╭─ TEKSTFRAGMENT

De toekomstscenario’s van de STAGG introduceren de zogeheten woonzorgzone.
Zo’n zone is een deel van de wijk waar bij de bouw en planning van voorzieningen
er vanuit gegaan wordt dat een meer dan gemiddeld aantal bewoners
zorgafhankelijk zijn of aanpassingen nodig heeft in of rondom het huis.
Uiteenlopende voorzieningen zijn binnen handbereik. Er is in zo’n buurt een
zorgkruispunt die alle diensten van een verzorgingshuis of woonzorgcomplex
levert, behalve de huisvesting zelf dus. En een zorgcoördinatiepunt.
Singelenberg: ‘Als gemiddeld drie tot vier procent van de mensen
AWBZ-afhankelijk is, dan is dat percentage het dubbele in zo’n woonzorgzone. De
rest, meer dan negentig procent is dus niet zorgbehoevend. De huurwoningen zijn
zo aangepast dat je zonder veel ingrepen huizen rolstoeltoegankelijk maakt,
liften aanbrengt of met het doorbreken van een dunne wand een aantal huizen
naast elkaar geschikt maakt voor bijvoorbeeld 24-uurszorg of nachtdiensten van
verpleegkundigen.’
Arrogantie
Het concept van de woonzorgzone houdt in dat met AWBZ-gelden de
diensten van grote zorgvoorzieningen, zoals een eigen tandarts of
dagactiviteiten inschuiven bij de algemene voorzieningen. Singelenberg is zelf
betrokken bij de ontwikkeling van een woonzorg zone in de wijk Krakeel in
Hoogeveen. Volgens hem geeft de woonzorgzone de trend aan voor de toekomst en
oriënteren door het hele land woningcorporaties en zorgondernemers zich met hun
bouwplannen op dit model.

╰─

**OPDRACHT A**
Vervang in de tekst over de woonzorgzone "bewoners" door "inwoners" en schrijf het stuk van "De toekomstscenario’s van" tot en met "rondom het huis." opnieuw uit.

╭─ GEGEVENSUITTREKSEL

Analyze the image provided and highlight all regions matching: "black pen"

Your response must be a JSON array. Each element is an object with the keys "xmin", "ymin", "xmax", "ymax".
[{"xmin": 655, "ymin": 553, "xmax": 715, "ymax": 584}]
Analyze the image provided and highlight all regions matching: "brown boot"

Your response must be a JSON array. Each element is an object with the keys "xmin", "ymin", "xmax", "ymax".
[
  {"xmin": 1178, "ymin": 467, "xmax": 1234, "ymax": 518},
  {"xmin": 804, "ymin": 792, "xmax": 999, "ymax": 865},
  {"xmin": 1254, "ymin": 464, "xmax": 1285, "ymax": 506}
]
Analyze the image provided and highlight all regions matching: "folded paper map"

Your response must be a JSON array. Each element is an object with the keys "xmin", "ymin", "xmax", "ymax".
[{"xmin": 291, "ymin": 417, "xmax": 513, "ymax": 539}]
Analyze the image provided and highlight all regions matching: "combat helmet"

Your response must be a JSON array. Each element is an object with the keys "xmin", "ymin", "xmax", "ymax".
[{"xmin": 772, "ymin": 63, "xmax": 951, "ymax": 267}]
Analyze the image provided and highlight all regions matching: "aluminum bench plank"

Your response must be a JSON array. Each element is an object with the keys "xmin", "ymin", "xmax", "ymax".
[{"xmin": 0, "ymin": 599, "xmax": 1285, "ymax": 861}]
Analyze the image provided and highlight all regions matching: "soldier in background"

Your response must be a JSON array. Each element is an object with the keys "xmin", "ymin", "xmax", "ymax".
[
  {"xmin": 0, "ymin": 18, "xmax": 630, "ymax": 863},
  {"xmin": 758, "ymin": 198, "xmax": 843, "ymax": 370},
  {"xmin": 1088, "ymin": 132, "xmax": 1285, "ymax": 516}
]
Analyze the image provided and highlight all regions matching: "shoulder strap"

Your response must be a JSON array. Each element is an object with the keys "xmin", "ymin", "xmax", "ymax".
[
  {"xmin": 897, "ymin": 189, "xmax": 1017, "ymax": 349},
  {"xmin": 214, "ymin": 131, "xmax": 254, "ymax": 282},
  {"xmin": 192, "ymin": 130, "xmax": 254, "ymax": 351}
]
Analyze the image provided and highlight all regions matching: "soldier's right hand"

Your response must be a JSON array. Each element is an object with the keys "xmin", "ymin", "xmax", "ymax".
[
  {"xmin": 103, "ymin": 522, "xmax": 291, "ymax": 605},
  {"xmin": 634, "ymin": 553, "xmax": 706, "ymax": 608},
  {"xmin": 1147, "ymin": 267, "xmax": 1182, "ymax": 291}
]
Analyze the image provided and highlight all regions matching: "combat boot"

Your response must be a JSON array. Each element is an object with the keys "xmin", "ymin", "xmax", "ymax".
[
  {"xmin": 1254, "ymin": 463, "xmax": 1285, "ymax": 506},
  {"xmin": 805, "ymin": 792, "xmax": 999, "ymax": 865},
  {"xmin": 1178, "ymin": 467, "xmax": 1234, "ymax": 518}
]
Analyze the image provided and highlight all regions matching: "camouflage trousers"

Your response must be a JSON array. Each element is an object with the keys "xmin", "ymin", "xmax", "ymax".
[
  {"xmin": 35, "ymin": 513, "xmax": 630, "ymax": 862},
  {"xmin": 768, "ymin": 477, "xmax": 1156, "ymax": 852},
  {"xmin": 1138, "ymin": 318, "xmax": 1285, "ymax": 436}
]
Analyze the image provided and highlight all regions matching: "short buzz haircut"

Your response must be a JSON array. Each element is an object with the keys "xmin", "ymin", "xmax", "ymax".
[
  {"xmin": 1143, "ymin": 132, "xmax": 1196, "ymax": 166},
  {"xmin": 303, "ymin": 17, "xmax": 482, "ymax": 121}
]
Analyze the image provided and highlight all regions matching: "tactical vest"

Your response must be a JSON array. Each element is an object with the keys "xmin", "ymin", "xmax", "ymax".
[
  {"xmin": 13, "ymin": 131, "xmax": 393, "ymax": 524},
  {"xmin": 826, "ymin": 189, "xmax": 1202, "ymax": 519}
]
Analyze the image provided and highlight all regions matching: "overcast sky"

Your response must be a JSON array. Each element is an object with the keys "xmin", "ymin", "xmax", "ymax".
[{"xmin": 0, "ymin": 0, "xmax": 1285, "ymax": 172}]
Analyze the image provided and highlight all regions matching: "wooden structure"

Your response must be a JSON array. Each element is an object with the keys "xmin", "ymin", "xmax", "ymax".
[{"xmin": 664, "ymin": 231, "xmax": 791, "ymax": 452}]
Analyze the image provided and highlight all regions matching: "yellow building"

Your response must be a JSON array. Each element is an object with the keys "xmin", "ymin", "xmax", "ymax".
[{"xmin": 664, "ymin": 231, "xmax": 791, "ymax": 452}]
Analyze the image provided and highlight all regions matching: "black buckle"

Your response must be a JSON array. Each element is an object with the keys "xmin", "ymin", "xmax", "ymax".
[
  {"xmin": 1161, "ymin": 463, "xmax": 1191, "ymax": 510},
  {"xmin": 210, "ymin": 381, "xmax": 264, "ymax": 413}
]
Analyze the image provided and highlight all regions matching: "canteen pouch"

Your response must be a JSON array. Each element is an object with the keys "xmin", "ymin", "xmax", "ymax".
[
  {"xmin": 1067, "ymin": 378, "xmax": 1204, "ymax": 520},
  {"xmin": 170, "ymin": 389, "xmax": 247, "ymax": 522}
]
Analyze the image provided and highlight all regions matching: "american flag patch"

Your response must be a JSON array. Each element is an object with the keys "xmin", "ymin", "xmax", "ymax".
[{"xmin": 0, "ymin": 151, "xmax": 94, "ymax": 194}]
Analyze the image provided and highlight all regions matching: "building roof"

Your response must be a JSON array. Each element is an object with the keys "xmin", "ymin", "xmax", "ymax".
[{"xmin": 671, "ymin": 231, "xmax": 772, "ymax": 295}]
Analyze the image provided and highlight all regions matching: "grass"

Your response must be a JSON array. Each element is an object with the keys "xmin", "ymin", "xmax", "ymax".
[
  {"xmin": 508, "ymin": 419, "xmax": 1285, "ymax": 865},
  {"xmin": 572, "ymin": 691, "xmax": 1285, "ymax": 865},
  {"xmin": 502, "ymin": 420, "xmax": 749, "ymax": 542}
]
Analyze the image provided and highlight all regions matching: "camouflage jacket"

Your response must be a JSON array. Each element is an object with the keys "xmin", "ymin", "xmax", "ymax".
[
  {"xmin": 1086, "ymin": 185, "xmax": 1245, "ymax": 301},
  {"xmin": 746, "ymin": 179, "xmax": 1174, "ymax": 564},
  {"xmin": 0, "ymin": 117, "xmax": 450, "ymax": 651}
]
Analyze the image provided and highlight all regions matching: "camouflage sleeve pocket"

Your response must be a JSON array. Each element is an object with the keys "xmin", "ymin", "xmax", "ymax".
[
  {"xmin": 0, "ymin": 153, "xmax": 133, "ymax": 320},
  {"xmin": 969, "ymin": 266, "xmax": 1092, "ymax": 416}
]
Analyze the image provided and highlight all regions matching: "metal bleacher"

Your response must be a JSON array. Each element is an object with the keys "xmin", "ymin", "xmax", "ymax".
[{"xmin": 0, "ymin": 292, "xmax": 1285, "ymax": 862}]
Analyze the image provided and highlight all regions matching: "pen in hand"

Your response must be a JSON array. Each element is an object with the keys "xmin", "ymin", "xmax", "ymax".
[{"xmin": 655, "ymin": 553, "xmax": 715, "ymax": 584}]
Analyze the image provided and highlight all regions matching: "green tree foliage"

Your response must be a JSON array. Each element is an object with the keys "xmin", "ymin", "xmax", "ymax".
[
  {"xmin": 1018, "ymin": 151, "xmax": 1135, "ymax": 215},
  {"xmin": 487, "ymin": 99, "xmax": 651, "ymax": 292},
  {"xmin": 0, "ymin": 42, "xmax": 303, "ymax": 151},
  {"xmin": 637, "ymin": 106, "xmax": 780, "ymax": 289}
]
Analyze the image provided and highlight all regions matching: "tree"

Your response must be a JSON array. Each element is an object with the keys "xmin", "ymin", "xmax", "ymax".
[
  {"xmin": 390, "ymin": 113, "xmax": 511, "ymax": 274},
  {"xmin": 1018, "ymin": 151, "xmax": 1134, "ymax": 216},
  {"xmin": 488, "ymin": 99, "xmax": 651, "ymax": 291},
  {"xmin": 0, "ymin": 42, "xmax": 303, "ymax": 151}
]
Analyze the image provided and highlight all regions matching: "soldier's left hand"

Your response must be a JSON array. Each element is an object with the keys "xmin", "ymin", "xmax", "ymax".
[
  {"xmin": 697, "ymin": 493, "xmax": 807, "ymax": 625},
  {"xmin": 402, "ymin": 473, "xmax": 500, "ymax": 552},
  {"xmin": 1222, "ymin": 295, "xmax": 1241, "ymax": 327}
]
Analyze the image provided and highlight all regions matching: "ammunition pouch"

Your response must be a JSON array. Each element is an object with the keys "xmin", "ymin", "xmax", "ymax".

╰─

**OPDRACHT B**
Neem uit de lijst elke regel over waarin het woord "combat" voorkomt, waarbij hoofdletters en kleine letters verschil maken.

**SCHRIFTELIJK ANTWOORD A**
De toekomstscenario’s van de STAGG introduceren de zogeheten woonzorgzone.
Zo’n zone is een deel van de wijk waar bij de bouw en planning van voorzieningen
er vanuit gegaan wordt dat een meer dan gemiddeld aantal inwoners
zorgafhankelijk zijn of aanpassingen nodig heeft in of rondom het huis.

**SCHRIFTELIJK ANTWOORD B**
Analyze the image provided and highlight all regions matching: "combat helmet"
Analyze the image provided and highlight all regions matching: "combat boot"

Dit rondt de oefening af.